Given problem
Reproduce every line of the listing below verbatim.

=======

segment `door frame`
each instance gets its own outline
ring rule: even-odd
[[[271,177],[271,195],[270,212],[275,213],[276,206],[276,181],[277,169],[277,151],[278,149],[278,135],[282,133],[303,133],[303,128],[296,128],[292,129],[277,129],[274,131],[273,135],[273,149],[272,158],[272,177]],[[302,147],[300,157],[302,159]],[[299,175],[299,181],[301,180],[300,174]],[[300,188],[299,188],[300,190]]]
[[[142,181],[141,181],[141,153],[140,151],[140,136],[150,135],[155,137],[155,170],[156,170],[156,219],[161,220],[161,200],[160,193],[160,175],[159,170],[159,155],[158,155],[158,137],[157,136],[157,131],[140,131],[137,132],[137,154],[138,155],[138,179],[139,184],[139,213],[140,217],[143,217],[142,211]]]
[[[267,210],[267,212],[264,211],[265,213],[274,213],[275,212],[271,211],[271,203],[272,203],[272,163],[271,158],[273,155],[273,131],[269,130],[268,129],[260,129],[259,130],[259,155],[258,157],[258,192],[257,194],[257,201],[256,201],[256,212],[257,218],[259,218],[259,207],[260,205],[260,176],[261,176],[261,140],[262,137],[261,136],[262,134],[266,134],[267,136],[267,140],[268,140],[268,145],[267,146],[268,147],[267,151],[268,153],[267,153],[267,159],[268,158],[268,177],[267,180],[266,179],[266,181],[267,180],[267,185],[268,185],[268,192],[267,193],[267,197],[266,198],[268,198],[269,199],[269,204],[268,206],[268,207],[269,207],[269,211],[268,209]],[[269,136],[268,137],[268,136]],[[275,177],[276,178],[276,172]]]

=======

The reply
segment `door frame`
each instance gets its own outline
ring rule: even-odd
[[[271,177],[271,195],[270,212],[275,213],[276,206],[276,181],[277,169],[277,151],[278,149],[278,135],[282,133],[303,133],[303,128],[296,128],[292,129],[277,129],[274,131],[273,135],[273,149],[272,158],[272,177]],[[302,147],[300,157],[302,159]],[[299,175],[299,181],[301,180],[300,174]],[[300,188],[299,188],[300,190]]]
[[[142,181],[141,181],[141,153],[140,151],[140,136],[150,135],[155,137],[155,170],[156,170],[156,219],[161,220],[161,200],[160,193],[160,175],[159,170],[159,155],[158,155],[158,137],[157,136],[157,131],[140,131],[137,132],[137,154],[138,155],[138,179],[139,184],[139,213],[140,217],[143,217],[142,211]]]
[[[267,210],[267,212],[264,211],[265,213],[274,213],[275,212],[271,211],[271,203],[272,203],[272,163],[271,158],[273,155],[273,131],[269,130],[268,129],[260,129],[259,130],[259,155],[258,157],[258,192],[257,194],[257,201],[256,201],[256,212],[257,218],[259,218],[259,207],[260,205],[260,176],[261,176],[261,140],[262,137],[261,136],[262,134],[266,134],[267,136],[267,140],[268,140],[268,145],[267,146],[268,147],[267,151],[268,153],[267,153],[267,159],[268,158],[268,177],[267,180],[266,179],[266,181],[267,180],[267,185],[268,185],[268,192],[267,193],[267,197],[266,198],[268,198],[269,199],[269,204],[268,206],[268,207],[269,207],[269,211],[268,209]],[[269,136],[268,137],[268,136]],[[275,177],[276,178],[276,172]]]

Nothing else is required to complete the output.